__Task objective__. Resume the article on the Supreme Court and the PAL flight attendants' case, picking up right after its final sentence.

** START OF Article **

No finality for a ‘magic letter’
The Supreme Court en banc will now handle the case effectively revoking the earlier “victory” of the PAL workers belonging to the Flight Attendants and Stewards Association of the Philippines (FASAP) and opening the grim possibility of a complete reversal of the previous court rulings favorable to them.
This extraordinary move by the high court was triggered by a simple “letter” – which is not even a formal legal appeal – by Atty. Estelito Mendoza, PAL counsel and a famous (or infamous) lawyer whose clients, aside from Lucio Tan, include the late dictator Ferdinand Marcos, Danding Cojuangco, and other super rich and powerful in the country.
Mendoza, also a solicitor general and justice minister during the Marcos regime, complained in his letter that the FASAP’s case should have been handled by the tribunal’s Special Third Division and not the Second Division, which thrice upheld that PAL’s mass retrenchment in 1998 was illegal and the dismissed workers were “entitled to full back wages and reinstatement.”
The said judgment was first issued in July 2008, and reaffirmed in Oct. 2009 when the court junked the motion for reconsideration of management, and eventually last Sept. 7 when it resolved “to deny with finality” PAL’s second appeal, and declared that “no further pleadings shall be entertained.”
Remarkably, it also asserted that the “case has dragged on for so long and we are now more than duty-bound to finally put an end to the illegality that took place; otherwise, the illegally retrenched employees can rightfully claim that this court has denied them justice.”

** END OF Article **
** START OF Collected data **

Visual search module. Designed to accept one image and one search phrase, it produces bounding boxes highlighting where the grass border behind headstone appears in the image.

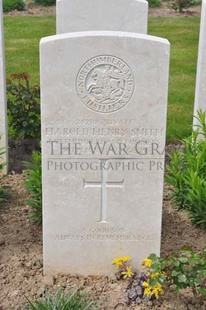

** END OF Collected data **

__Exercise output__.
But by a stroke of Mendoza’s “magic letter” and by flaunting a devious “technicality” issue, all the three well deliberated verdicts of the court suddenly and mysteriously became naught, the Alliance of Progressive Labor (APL) said.
Busting FASAP, ALPAP, PALEA
For this, the APL and one of its affiliates, the National Union of Workers in Hotel, Restaurant and Allied Industries (NUWHRAIN), as well as a growing number of other labor organizations, joined hands with FASAP in calling for the Supreme Court to junk its Oct. 4 resolution and to immediately implement instead the earlier rulings on the FASAP case.
The case began when PAL terminated in 1998 over 1,500 flight crews and pilots using as a pretext the then Asian financial crisis. Organized labor said that it was actually a ploy for Lucio Tan to reemploy them either as “new hires” or contractuals, who have lower wages than regular employees, and to destroy their unions, the FASAP and the Airline Pilots Association of the Philippines (ALPAP), the PAL pilots’ union.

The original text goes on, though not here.